TEXT SEGMENT:
= = =
The photographer and limnologist Klemens Weisleitner currently works at the Department of Ecology at the University of Innsbruck. His research has led him to remote regions in the Arctic and Antarctic. In a fascinating multimedia lecture, he provided insights into the adventurous world of scientific polar expeditions and presented his research results.
In polar regions, local conditions determine the schedule for research activities (© whiteframe-photo.com).
Research outside the comfort zone
Weisleitner studies microbial communities in snow and ice in polar regions. For his research, he uses laser-based equipment, drills ice cores from the glacier and lives in a tent because there is no research station at his study site. Even a fully functional research laboratory is set up in a tent.
Especially research expeditions in Antarctica require an immense logistical effort that takes several months of preparation. After arriving at the research site, it usually takes another week until a tent camp and the scientific infrastructure are ready for use. At this point, however, there is uncertainty as to whether the planned research projects can be carried out successfully despite detailed advance planning. For example, scientific equipment may have been damaged during transport and supposedly accessible sampling sites turn out to be difficult to reach despite thorough studies of satellite imagery. Using the example of an expedition to Lake Untersee Oasis in East Antarctica, Weisleitner explained in an earlier article typical procedures that have one thing in common: Collecting data and samples to gain new insights.
After several weeks of research, the camp is dismantled and the return journey begins. Whether the ice cores will actually arrive in a frozen state in the laboratory at the Department of Ecology in Innsbruck (Austria) is uncertain, despite careful planning. The logistics companies contracted for the special transport had already delivered boxes of melted ice cores in the past and therefore caused immense loss of potential scientific knowledge.
Kitchen (left) und laboratory (right) at the study site in East-Antarctica (© whiteframe-photo.com).
“Polar conditions push boundaries, both personal and scientific. New discoveries often happen during these most challenging circumstances.”
= = =
ENTRIES SUPPLIED:

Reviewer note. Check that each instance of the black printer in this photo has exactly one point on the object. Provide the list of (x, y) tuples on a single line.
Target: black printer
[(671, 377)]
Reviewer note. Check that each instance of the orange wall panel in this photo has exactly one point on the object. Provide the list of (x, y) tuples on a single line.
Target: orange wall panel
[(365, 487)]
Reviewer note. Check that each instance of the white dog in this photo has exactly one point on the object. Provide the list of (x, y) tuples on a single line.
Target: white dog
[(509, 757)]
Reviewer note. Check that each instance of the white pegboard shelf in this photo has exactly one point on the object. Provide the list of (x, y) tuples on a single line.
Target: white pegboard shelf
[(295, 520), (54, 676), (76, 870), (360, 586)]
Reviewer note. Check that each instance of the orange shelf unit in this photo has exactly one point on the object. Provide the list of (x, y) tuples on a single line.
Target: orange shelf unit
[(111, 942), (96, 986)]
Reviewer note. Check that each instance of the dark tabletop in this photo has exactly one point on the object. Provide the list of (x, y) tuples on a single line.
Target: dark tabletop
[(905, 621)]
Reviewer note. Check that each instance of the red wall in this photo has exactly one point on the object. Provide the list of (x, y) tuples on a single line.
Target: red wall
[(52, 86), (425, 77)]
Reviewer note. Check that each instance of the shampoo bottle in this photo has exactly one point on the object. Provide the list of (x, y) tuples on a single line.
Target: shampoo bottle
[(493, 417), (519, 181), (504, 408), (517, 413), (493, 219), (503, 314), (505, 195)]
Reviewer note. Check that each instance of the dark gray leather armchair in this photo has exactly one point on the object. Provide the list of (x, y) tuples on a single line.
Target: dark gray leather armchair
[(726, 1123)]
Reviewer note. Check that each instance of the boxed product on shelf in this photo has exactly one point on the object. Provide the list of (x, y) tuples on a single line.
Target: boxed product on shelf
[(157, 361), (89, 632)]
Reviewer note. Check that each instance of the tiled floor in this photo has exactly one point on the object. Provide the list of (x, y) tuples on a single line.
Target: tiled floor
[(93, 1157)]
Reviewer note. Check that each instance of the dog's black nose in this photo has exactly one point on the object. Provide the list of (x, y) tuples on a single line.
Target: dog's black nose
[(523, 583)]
= = =
TASK ITEM A:
According to the polar research text, how long does it usually take after arrival at the research site before the tent camp and scientific infrastructure are ready for use?
TASK ITEM B:
Translate this sentence from the polar research text into German: "Even a fully functional research laboratory is set up in a tent."
TASK ITEM C:
Copy out the part of the polar research text that opens with the words containing "After several weeks" and closes with "potential scientific knowledge.".
None of the entries are needed here.

EXERCISE ANSWER A:
It usually takes another week.

EXERCISE ANSWER B:
Sogar ein voll funktionsfähiges Forschungslabor wird in einem Zelt aufgebaut.

EXERCISE ANSWER C:
After several weeks of research, the camp is dismantled and the return journey begins. Whether the ice cores will actually arrive in a frozen state in the laboratory at the Department of Ecology in Innsbruck (Austria) is uncertain, despite careful planning. The logistics companies contracted for the special transport had already delivered boxes of melted ice cores in the past and therefore caused immense loss of potential scientific knowledge.